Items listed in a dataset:
# # # # # # #
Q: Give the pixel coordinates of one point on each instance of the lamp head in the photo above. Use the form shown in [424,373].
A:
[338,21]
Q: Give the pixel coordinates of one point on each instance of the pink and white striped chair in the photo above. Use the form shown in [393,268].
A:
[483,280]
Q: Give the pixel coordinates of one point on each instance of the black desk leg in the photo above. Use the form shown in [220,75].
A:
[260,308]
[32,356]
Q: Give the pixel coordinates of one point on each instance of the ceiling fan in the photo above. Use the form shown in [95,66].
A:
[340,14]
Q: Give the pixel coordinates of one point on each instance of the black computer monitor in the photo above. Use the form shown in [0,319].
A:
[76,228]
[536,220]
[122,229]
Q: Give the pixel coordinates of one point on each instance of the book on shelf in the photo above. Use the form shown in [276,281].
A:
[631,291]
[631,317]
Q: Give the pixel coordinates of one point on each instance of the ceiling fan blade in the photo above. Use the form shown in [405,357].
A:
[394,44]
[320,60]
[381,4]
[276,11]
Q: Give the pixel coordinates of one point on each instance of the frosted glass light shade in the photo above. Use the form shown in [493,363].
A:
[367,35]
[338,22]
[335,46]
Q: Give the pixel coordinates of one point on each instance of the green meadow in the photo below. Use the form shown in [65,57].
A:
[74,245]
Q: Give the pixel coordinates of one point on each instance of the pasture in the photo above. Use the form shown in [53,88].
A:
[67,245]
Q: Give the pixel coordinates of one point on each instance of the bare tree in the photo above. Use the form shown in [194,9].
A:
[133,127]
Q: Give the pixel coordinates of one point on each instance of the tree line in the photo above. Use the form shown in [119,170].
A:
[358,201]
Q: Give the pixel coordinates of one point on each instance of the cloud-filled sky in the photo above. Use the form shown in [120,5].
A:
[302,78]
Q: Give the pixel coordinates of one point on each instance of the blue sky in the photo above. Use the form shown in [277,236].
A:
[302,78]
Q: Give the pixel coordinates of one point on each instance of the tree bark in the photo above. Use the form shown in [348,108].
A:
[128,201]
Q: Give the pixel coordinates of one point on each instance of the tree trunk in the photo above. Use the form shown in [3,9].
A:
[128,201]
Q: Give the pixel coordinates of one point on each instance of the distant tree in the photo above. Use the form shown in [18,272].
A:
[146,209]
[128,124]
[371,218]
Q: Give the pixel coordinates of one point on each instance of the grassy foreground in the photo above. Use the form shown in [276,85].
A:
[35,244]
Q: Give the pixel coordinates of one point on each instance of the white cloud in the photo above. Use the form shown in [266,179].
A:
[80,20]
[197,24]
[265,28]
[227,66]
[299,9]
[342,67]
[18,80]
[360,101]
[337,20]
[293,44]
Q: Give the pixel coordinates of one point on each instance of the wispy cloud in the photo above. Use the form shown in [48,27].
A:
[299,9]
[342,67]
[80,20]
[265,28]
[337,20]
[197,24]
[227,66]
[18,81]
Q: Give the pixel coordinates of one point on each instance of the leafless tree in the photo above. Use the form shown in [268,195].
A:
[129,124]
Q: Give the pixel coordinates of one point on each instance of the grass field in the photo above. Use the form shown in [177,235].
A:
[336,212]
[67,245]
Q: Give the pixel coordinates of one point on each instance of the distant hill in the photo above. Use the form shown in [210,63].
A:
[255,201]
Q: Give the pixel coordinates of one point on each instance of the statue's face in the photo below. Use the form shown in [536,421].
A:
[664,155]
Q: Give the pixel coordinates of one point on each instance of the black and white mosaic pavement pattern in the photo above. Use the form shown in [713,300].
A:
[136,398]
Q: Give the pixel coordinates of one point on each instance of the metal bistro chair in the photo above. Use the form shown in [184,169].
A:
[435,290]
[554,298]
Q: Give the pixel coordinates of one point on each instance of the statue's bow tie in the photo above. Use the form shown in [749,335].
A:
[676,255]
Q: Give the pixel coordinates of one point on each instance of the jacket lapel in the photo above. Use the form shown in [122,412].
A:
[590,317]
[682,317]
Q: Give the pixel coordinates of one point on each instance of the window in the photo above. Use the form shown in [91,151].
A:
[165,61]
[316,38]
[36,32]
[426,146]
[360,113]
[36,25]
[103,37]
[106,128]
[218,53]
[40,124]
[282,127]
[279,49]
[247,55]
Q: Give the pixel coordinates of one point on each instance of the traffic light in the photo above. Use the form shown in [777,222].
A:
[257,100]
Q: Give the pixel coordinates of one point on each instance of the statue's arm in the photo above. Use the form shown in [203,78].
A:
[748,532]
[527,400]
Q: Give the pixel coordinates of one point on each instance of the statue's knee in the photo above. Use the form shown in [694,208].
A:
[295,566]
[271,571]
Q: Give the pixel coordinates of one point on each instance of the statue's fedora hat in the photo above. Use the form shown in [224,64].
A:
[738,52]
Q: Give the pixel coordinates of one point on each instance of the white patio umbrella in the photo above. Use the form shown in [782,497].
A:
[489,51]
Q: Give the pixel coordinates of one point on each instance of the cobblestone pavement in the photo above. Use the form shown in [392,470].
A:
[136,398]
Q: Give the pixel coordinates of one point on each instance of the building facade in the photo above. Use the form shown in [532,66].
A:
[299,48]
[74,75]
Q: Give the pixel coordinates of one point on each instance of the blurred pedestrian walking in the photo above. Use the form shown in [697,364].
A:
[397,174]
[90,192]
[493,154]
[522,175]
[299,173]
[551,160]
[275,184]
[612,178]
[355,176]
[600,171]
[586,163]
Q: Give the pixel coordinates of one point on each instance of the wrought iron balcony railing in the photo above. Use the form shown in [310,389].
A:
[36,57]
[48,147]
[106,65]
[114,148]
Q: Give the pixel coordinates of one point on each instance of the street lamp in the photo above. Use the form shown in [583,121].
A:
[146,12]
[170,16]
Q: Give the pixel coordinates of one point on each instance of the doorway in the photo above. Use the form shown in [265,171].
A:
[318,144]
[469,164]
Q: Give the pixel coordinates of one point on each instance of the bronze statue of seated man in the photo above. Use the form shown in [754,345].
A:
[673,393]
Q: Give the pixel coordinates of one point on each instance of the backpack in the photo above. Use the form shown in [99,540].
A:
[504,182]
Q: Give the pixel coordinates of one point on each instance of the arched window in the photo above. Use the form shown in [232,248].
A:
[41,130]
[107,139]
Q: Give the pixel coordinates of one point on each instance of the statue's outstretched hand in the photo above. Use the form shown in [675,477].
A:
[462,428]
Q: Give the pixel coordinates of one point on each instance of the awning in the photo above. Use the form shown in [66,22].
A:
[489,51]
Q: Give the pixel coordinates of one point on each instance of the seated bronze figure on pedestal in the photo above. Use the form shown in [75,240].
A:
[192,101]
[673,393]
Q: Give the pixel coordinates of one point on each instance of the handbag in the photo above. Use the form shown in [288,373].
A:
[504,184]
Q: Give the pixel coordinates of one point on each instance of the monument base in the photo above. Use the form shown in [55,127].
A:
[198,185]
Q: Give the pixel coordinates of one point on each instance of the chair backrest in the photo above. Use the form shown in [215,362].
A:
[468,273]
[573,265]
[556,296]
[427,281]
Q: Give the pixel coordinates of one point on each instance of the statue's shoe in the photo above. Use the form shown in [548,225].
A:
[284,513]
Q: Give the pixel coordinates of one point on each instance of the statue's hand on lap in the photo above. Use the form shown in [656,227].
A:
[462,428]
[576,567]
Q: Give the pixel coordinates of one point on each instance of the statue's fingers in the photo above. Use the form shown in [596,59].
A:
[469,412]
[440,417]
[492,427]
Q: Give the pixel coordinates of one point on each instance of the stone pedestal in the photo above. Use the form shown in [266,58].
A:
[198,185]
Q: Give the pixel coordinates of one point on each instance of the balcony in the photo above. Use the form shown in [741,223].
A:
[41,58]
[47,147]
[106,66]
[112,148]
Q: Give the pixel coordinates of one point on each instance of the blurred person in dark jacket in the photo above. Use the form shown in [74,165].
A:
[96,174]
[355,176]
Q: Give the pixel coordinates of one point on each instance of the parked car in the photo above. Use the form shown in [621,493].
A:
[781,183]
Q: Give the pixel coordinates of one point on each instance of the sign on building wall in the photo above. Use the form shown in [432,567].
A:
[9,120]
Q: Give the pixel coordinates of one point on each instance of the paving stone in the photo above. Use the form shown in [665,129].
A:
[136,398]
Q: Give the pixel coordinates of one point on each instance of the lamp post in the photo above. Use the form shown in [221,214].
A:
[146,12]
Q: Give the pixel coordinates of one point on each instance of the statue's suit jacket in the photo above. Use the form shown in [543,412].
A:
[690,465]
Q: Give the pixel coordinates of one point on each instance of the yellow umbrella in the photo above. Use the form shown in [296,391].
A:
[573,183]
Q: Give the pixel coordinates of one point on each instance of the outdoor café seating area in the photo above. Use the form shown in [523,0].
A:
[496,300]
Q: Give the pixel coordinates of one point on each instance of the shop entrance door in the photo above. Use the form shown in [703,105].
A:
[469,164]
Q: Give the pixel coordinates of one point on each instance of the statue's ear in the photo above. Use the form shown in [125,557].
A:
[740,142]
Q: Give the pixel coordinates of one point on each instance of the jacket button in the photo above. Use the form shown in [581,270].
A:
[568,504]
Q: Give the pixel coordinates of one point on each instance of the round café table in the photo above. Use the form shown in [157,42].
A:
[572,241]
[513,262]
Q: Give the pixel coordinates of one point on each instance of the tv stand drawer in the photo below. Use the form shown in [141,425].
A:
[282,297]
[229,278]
# # # # # # #
** Task statement **
Go through the records. Copy each line where "light" appears.

** Reply **
Q: Give the pixel coordinates of one point on each instance of the frosted glass light shade in the photo above. Use the form shown in [493,363].
Q: Give the pixel coordinates of one point on each instance of the traffic light in the photo above. Use the form shown in [777,222].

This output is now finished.